• AIM
Format the items from the line containing "[point] shadow on" through the end of the items as a two-column CSV with the headers item_text and answer. Give one row per item, put each value in a single quoted field with line breaks replaced by spaces, and include only those items.

• DATA ROWS
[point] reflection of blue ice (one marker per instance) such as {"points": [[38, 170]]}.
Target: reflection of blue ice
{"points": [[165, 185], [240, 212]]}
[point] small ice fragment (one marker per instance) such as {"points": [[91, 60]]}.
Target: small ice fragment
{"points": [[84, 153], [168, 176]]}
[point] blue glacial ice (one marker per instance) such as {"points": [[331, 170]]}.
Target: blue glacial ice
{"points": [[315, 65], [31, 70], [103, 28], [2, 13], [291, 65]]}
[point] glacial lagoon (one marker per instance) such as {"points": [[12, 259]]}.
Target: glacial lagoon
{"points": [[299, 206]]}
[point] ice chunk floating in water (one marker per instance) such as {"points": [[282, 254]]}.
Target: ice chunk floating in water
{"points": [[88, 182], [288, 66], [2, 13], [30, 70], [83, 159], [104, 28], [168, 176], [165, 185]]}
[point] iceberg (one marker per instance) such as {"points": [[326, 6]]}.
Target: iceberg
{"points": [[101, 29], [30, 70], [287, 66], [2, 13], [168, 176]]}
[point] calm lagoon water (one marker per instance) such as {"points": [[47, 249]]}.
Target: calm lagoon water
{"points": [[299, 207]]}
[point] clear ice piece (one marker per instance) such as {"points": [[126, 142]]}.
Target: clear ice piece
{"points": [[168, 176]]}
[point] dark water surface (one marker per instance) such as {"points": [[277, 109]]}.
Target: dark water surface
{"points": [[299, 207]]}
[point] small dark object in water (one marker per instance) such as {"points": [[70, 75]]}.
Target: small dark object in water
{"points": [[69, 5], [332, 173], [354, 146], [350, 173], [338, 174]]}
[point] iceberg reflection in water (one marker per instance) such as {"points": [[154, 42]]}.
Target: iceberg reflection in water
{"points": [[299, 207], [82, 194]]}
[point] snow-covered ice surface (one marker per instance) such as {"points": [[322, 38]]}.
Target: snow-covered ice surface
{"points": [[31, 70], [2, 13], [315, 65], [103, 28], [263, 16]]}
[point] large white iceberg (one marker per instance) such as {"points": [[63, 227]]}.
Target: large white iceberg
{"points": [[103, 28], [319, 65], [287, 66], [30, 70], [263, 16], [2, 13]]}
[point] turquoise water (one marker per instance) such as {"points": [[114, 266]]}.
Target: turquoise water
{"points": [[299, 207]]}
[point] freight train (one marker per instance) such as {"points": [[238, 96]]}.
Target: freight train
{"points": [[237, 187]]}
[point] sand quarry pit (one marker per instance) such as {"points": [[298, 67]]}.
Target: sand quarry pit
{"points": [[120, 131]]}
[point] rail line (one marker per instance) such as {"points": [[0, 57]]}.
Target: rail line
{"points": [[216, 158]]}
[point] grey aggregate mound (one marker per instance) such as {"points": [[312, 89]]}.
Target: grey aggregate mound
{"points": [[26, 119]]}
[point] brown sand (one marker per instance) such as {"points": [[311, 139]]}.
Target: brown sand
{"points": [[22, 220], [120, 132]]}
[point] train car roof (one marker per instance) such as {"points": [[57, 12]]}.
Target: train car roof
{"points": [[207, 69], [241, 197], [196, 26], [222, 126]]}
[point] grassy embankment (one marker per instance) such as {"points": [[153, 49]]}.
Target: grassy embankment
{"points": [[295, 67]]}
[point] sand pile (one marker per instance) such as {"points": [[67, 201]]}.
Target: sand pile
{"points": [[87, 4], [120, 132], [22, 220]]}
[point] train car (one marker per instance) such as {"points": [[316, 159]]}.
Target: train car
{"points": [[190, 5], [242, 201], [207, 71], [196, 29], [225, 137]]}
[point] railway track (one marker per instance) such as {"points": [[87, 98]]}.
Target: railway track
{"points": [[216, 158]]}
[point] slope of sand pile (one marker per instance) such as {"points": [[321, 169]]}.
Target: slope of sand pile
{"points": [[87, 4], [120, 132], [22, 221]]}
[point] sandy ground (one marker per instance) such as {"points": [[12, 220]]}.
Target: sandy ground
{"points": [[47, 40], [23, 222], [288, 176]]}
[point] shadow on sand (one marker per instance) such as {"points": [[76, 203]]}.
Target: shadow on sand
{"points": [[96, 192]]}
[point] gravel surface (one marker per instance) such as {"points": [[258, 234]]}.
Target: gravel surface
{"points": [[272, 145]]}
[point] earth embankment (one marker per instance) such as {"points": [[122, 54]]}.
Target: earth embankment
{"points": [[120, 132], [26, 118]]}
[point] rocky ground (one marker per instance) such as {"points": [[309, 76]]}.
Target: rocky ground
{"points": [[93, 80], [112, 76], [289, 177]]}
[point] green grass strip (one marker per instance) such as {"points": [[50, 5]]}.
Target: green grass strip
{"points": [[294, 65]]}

• SOLUTION TO THIS PROBLEM
item_text,answer
"[point] shadow on sand (one marker per instance) such as {""points"": [[76, 203]]}. Target: shadow on sand","{""points"": [[96, 192]]}"
"[point] gravel surface (one marker per instance) such as {""points"": [[258, 234]]}. Target: gravel surface","{""points"": [[272, 145]]}"
"[point] earth embankment (one marker per instance) such as {""points"": [[122, 54]]}. Target: earth embankment","{""points"": [[120, 132], [26, 118]]}"
"[point] rocky ground (one marker per instance) such as {""points"": [[309, 76]]}. Target: rocky ground","{""points"": [[93, 80], [112, 76], [289, 177]]}"
"[point] green grass strip (one marker per instance) such as {""points"": [[50, 5]]}. Target: green grass strip","{""points"": [[294, 65]]}"